TASK REQUIREMENTS:
1. Translate this sentence from the passage on Troy Tulowitzki into Spanish: "Tulowitzki wanted to spend more time with Taz, then five years old."
2. Pick up the article on Troy Tulowitzki's career after its final sentence and write what comes next.

TEXT SEGMENT:
• • •

Alas, Tulowitzki only played five regular season games for the Yankees – mustering two hits in 13 plate appearances – before the injury bug returned with a vengeance. One of those hits was a home run into the short porch at Yankee Stadium, however, as Tulowitzki ticked another item off his bucket list. “Tulo-HIT-zki!,” yelped radio announcer John Sterling in one of his bespoke home run calls. “The man of Troy homers to right.” Derek did that a lot, too.

All told, Tulowitzki appeared in four errorless games defensively for the Yankees before succumbing to a left calf strain on 4 April. Tulowitzki reinjured the calf in a minor league rehab game, then took some time at home in Henderson, Nevada, to contemplate his future. Sadly, on 25 July 2019, Tulowitzki announced his immediate retirement from the Yankees and baseball. “I want to thank the Yankees organisation and Brian Cashman for giving me the opportunity to wear the Yankees’ uniform and live out another childhood dream,” said Tulowitzki in a statement. “I wish my health had allowed for a different ending to that chapter.”

Tulowitzki wanted to spend more time with Taz, then five years old. To that end, Troy later accepted a flexible role as a volunteer assistant coach for the University of Texas baseball team. He has maintained a relatively low profile post-retirement, and has become something of a forgotten figure in the baseball milieu. That was once an unthinkable notion, as Tulowitzki surged through his peak, but fate can be a cruel mistress, and few can resist its reign. 

The legacy of Troy Tulowitzki, Yankees’ forgotten legend 

“Sure, we had seen big shortstops before,” wrote Dan Mullen for ESPN in a definitive Tulowitzki tribute. “Cal Ripken Jr. was a big shortstop. Alex Rodriguez was a big shortstop. So was Derek Jeter. But we had never seen a big shortstop like this. At his best, Tulowitzki was Mike Trout at shortstop. He was Jeter with defensive metrics. He was, quite simply, the best shortstop in the game, with a chance to be one of the best players of his generation.”

• • •

Saved data entries
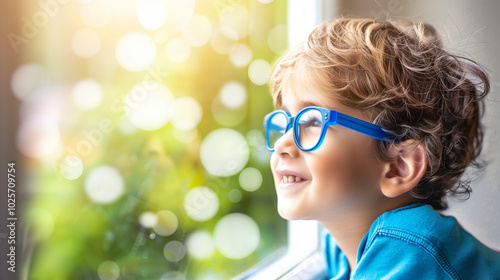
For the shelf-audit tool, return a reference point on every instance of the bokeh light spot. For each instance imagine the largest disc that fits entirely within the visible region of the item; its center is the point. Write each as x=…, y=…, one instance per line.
x=250, y=179
x=86, y=43
x=152, y=14
x=224, y=152
x=201, y=203
x=174, y=251
x=167, y=223
x=149, y=105
x=87, y=94
x=148, y=219
x=108, y=270
x=104, y=185
x=178, y=50
x=236, y=236
x=198, y=31
x=27, y=78
x=259, y=72
x=233, y=95
x=160, y=37
x=199, y=245
x=187, y=113
x=71, y=167
x=135, y=51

• • •

PER-TASK OUTPUTS:
1. Tulowitzki quería pasar más tiempo con Taz, que entonces tenía cinco años.

2.
Unfortunately, that version of Troy Tulowitzki is an afterthought these days. When talking or reading or thinking about Tulo, we tend to do so in the context of his unfulfilled potential – of what might have been if his body held up. But that narrative obfuscates another sad tale regarding Troy Tulowitzki: the unrealised dream, once so seemingly inevitable, of him as a Yankees icon. Instead of being the next Derek Jeter, he wound up with the same Yankee lifetime batting average as Jordy Mercer – .182. And that, ultimately, is how he will be remembered: a reclamation project that never panned out.

Nevertheless, Troy Tulowitzki lived his dream. Your dream. My dream. Our dream. The dream. Regardless of negative perceptions, it must have been cool for Tulowitzki to stand between second and third at Yankee Stadium wearing pinstripes in a major league game. Yes, he did it only four times, but that is four times more than you or I. Tulowitzki did in real life what I can barely do on MLB: The Show, and that should be celebrated, not lambasted, because the guy never gave up on his vision.

We should not be so snarky and judgmental when assessing the legacy of former players. We should respect how immensely difficult it is to merely reach the major leagues, let alone to stay there for 13 years while your body betrays you. Just think of Tulo’s journey. All those rehabs. All those lonely nights on the injured list. All that pain. To keep going, keep believing and keep persevering required guts and bravery beyond mortal kin. Have some appreciation for that. Celebrate what Tulowitzki did achieve in pinstripes, rather than lamenting what he did not.

Troy Tulowitzki did replace Derek Jeter as Yankees shortstop, in a roundabout way, and far be it for me – or anybody else – to nit-pick at that stirring achievement. Troy’s #12 will never hang in Monument Park, and Tulowitzki will never be considered an immortal Yankee name, but I appreciate his efforts in the Bronx, and those memories – while few – can never be taken away. So thank you, Troy, for a quirky vignette in Yankees history. There is only one Derek Jeter, but you have a pretty compelling story of your own.